Back in 1988, the WHO, CDC, UNICEF, and the service club Rotary International embarked on an ambitious plan to get rid of polio. (The Bill and Melinda Gates Foundation joined the polio eradication partnership in the last decade.) At the time, there were three strains of the virus circulating.

Since then, Type 2 polioviruses have been declared eradicated. Type 3 viruses haven’t been spotted in more than three years and are also thought to be gone. 

The eradication toolbox contained — then and now — only two tools: an injectable vaccine, which is made with killed viruses, and the oral vaccine, developed by Albert Sabin. 

Each has strengths and weaknesses. The injectable vaccine, which is used in the United States and most affluent countries, is safer; it does not paralyze. But it is more expensive and because it is injected, it must be administered by a health professional. The oral vaccine costs pennies a dose, and anyone with a few minutes of training can squeeze the drops into a child’s open mouth. 

Children who get the oral vaccine excrete those live-but-weakened vaccine viruses for a time when they have bowel movements. In places where sanitation is rudimentary, that initially was beneficial. Vaccinate some kids in a community and others will eventually also be protected as the vaccine viruses spread.

But as vaccine viruses move from one child’s gut to the next, they evolve and can regain the ability to paralyze. When polio was crippling hundreds of thousands of children a year, the oral vaccine’s advantages far exceeded its negatives. But as the polio math has shifted, so too have the scales on which the vaccine’s risks and benefits are weighed. 

Last year there were 74 children in the world paralyzed by polio. But 37 children were paralyzed by vaccine-derived polioviruses. Over 90 percent of those cases in recent years have been caused by the Type 2 component of the oral vaccine. But given that there is no longer any risk from Type 2 polioviruses, that vaccine component is now more of a detriment than a benefit. 

Polio eradication campaigners decided that in order to stop Type 2 vaccine virus cases from cropping up, that part of the vaccine had to go. 

When the idea for the switch was proposed, experts who advise the WHO recommended a prerequisite for making the change. Before countries that use oral vaccine move to the version without Type 2, they should give all their children at least one dose of the injectable vaccine, to try to minimize the dangers inherent in the process.

### Dataset entries
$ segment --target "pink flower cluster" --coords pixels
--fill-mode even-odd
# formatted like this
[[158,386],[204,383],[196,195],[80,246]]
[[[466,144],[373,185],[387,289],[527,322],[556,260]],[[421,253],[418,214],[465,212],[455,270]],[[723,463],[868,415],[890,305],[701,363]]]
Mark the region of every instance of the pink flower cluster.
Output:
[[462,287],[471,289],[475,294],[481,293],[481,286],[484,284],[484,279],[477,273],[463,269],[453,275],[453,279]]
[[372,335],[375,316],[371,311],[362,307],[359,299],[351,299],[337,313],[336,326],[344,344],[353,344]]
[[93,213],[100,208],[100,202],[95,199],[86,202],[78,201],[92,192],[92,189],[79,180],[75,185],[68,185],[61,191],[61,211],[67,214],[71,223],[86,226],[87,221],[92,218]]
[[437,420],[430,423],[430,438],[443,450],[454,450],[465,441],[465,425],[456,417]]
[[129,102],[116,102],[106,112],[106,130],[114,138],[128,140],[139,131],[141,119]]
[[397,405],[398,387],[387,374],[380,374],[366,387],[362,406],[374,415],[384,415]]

### WORK TO COMPLETE
1: Rewrite the polio passage from "Children who get" to "vaccine viruses spread.", replacing "rudimentary" with "basic".
2: According to the polio text, who developed the oral vaccine?

### ANSWERS FOR THE EXERCISE
1:
Children who get the oral vaccine excrete those live-but-weakened vaccine viruses for a time when they have bowel movements. In places where sanitation is basic, that initially was beneficial. Vaccinate some kids in a community and others will eventually also be protected as the vaccine viruses spread.

2: Albert Sabin.